*ARBEITSAUFTRÄGE*
1) Beantworte kurz die folgenden Fragen zum Text über die Sondierungen:
(a) Welche frühere Lösung nennt Norbert Schwieters als mögliches Vorbild für den Kohleausstieg?
(b) Um wie viel Prozent soll der CO2-Ausstoß laut Papier bis 2030 gegenüber 1990 sinken?
(c) Welcher Zeitung gab Andreas Kuhlmann ein Interview?
2) Gib aus dem Text über die Sondierungen alles von „Die Reaktionen auf“ bis hinunter zu „Atomausstieg getroffen wurde.“ wortgetreu wieder.

Sondierungen: „Besser als gedacht“ oder „völlig falsches Signal“?
Die Reaktionen auf die Klimaaspekte der Sondierungsergebnisse von Union und SPD konzentrieren sich vorwiegend auf das aufgegebene 2020-Ziel. Norbert Schwieters, Leiter Energiewirtschaft bei der Wirtschaftsprüfungs- und Beratungsgesellschaft PWC, sieht dies weniger problematisch: „Damit wird der Realität Rechnung getragen, dass die nationale Zielsetzung einer 40-Prozent-Reduktion der früheren deutschen Bundesregierung praktisch nicht mehr erreichbar ist.“ Für den von den Sondierern erwogenen Kohleausstieg hat Schwieters eine Orientierungsoption aus vergangenen energiepolitischen Zeiten ausgemacht: Vorbild könne hier die Kompromisslösung sein, die im Jahre 2000 zum Atomausstieg getroffen wurde.
Der Chef der Deutschen Energieagentur Dena, Andreas Kuhlmann, bewertet das Sondierungsergebnis im Bereich Klimaschutz als „besser, als viele gedacht haben“. Es gelte nun, Union und SPD beim Wort zu nehmen, die in dem Papier für 2030 eine CO2-Minderung um 55 Prozent gegenüber dem Basisjahr 1990 und einen Ausbau der erneuerbaren Energien im Stromsektor auf 65 Prozent als Ziele ausgegeben haben. In einem Interview mit der Frankfurter Rundschau forderte er ein „Sofortprogramm“ für den Klimaschutz auf Basis des Groko-Sondierungspapiers, um wenigstens das deutsche CO2-Ziel für 2030 erreichen zu können.

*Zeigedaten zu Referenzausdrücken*
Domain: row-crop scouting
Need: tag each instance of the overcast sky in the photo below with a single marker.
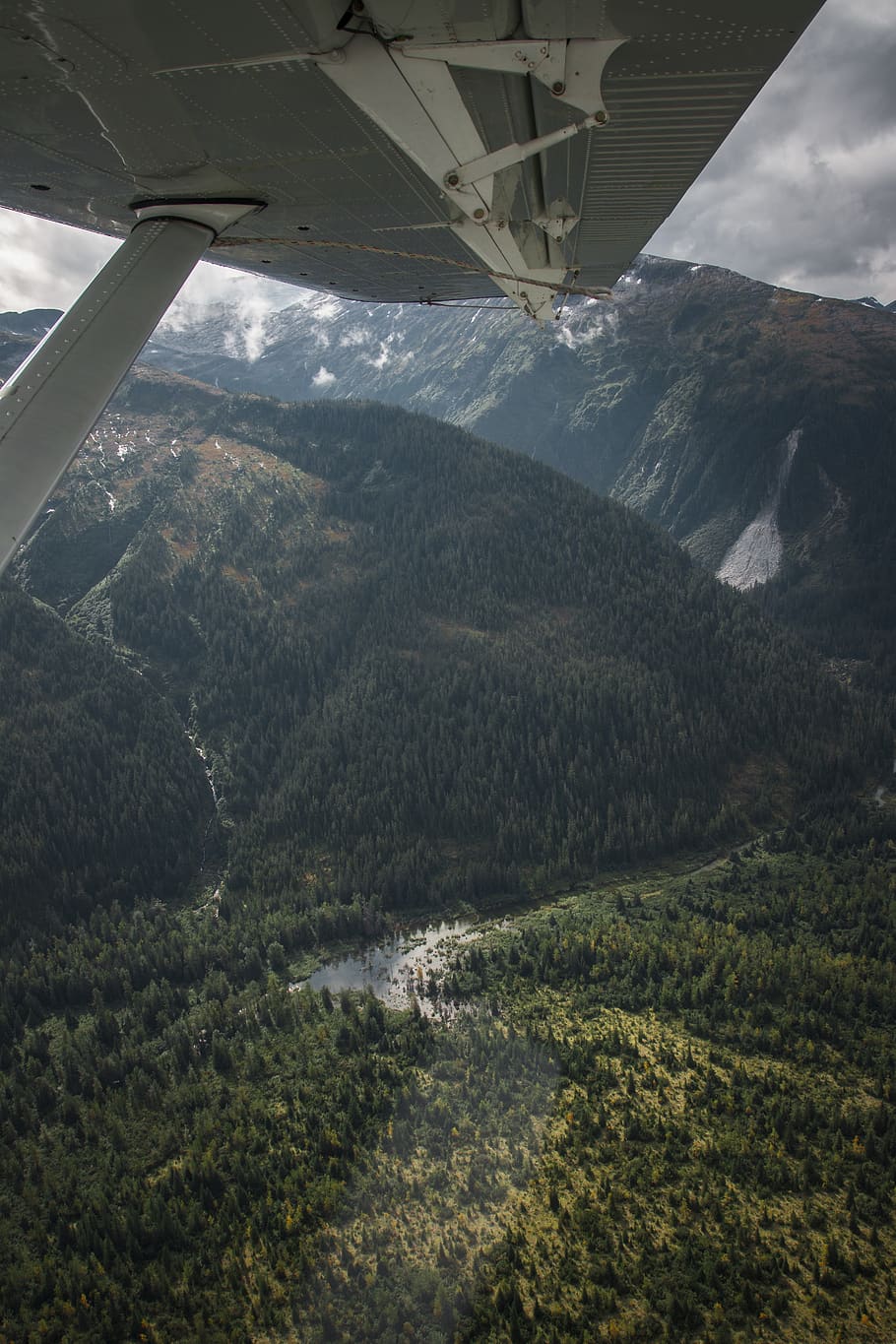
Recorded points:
(802, 192)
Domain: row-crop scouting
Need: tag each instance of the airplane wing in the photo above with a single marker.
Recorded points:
(403, 150)
(395, 150)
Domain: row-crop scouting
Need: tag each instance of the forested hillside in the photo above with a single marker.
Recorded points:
(277, 677)
(419, 666)
(680, 398)
(102, 796)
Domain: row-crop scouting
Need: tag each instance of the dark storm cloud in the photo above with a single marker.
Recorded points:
(802, 194)
(803, 191)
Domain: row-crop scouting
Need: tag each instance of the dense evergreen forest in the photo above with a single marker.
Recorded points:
(101, 795)
(424, 669)
(422, 672)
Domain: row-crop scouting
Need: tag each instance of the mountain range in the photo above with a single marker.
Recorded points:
(754, 423)
(413, 662)
(281, 674)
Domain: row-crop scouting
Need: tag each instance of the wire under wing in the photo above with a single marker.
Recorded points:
(405, 150)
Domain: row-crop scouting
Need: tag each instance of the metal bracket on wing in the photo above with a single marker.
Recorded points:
(412, 95)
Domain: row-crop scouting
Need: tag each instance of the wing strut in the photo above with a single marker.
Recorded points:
(50, 405)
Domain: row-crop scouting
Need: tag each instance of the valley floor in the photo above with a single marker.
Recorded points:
(664, 1111)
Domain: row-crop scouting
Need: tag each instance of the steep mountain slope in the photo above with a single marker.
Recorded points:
(416, 663)
(101, 794)
(754, 423)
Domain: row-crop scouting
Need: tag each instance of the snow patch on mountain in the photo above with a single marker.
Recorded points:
(756, 554)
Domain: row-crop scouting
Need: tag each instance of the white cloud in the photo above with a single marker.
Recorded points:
(803, 192)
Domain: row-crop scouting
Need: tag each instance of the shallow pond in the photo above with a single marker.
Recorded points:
(401, 965)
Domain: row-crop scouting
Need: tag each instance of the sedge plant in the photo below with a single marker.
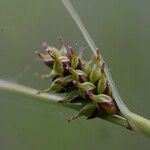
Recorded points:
(87, 86)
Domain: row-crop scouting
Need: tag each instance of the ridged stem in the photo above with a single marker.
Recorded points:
(52, 98)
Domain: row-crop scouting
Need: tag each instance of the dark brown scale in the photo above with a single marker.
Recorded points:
(49, 63)
(66, 64)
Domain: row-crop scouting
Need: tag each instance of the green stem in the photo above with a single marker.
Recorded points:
(30, 92)
(93, 47)
(136, 122)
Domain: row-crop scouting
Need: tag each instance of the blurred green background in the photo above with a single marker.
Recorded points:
(121, 29)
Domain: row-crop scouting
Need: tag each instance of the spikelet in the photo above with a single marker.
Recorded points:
(82, 82)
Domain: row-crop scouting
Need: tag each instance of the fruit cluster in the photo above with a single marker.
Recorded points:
(83, 82)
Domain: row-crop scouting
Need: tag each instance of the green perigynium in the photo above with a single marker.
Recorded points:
(83, 82)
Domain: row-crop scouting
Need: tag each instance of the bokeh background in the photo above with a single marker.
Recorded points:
(121, 29)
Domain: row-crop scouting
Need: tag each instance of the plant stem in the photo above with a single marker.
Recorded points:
(136, 122)
(93, 47)
(30, 92)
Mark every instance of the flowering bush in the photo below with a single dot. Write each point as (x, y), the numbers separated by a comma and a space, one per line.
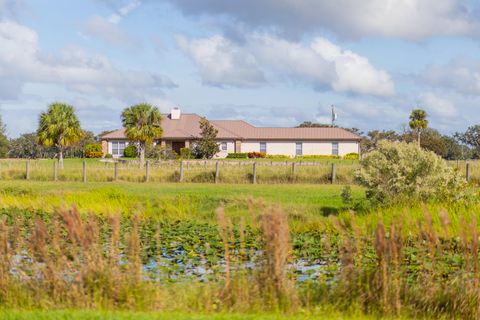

*LÖSUNGEN*
1)
(a) Die Kompromisslösung, die im Jahr 2000 zum Atomausstieg getroffen wurde.
(b) Um 55 Prozent.
(c) Der Frankfurter Rundschau.

2)
Die Reaktionen auf die Klimaaspekte der Sondierungsergebnisse von Union und SPD konzentrieren sich vorwiegend auf das aufgegebene 2020-Ziel. Norbert Schwieters, Leiter Energiewirtschaft bei der Wirtschaftsprüfungs- und Beratungsgesellschaft PWC, sieht dies weniger problematisch: „Damit wird der Realität Rechnung getragen, dass die nationale Zielsetzung einer 40-Prozent-Reduktion der früheren deutschen Bundesregierung praktisch nicht mehr erreichbar ist.“ Für den von den Sondierern erwogenen Kohleausstieg hat Schwieters eine Orientierungsoption aus vergangenen energiepolitischen Zeiten ausgemacht: Vorbild könne hier die Kompromisslösung sein, die im Jahre 2000 zum Atomausstieg getroffen wurde.